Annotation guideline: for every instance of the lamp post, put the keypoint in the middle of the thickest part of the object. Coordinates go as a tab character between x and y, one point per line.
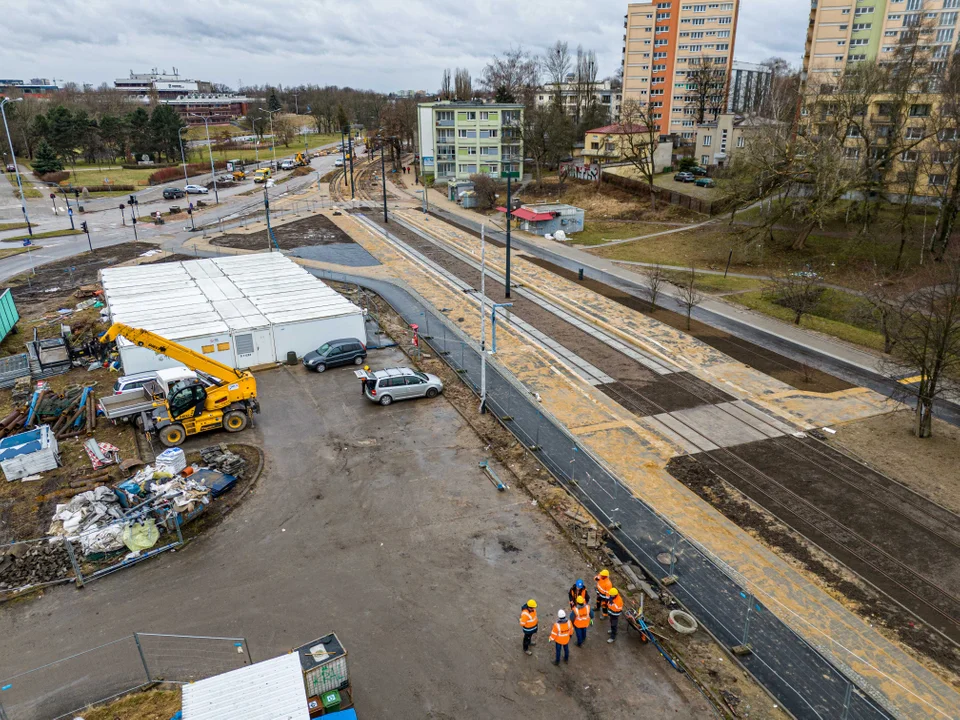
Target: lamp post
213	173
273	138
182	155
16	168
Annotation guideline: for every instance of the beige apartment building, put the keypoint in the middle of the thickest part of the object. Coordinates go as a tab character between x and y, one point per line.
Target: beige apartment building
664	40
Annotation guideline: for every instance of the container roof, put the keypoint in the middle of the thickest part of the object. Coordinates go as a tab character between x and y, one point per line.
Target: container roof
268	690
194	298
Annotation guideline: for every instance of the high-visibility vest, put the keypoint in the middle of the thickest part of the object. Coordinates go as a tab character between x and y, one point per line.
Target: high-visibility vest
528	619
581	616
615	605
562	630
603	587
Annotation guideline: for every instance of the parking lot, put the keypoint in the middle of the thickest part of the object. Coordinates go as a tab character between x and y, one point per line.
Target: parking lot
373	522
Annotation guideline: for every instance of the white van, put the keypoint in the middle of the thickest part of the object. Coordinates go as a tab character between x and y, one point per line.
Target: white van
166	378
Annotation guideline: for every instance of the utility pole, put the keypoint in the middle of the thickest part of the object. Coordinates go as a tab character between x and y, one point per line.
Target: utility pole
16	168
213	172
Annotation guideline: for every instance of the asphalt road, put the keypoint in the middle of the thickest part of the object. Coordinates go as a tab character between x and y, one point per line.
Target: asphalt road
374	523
---
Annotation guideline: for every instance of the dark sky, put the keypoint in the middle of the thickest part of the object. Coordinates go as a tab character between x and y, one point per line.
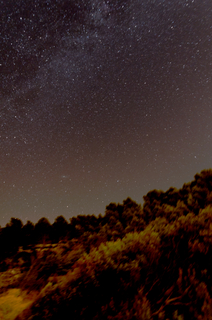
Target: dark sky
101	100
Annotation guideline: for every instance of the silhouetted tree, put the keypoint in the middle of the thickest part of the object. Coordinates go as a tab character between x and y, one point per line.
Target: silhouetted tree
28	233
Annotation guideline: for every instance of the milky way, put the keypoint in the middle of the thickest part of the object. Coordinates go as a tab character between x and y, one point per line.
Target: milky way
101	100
---
Please state how many lines of the records above contain the string "utility", matching case exactly, and give only the number.

Task response: 2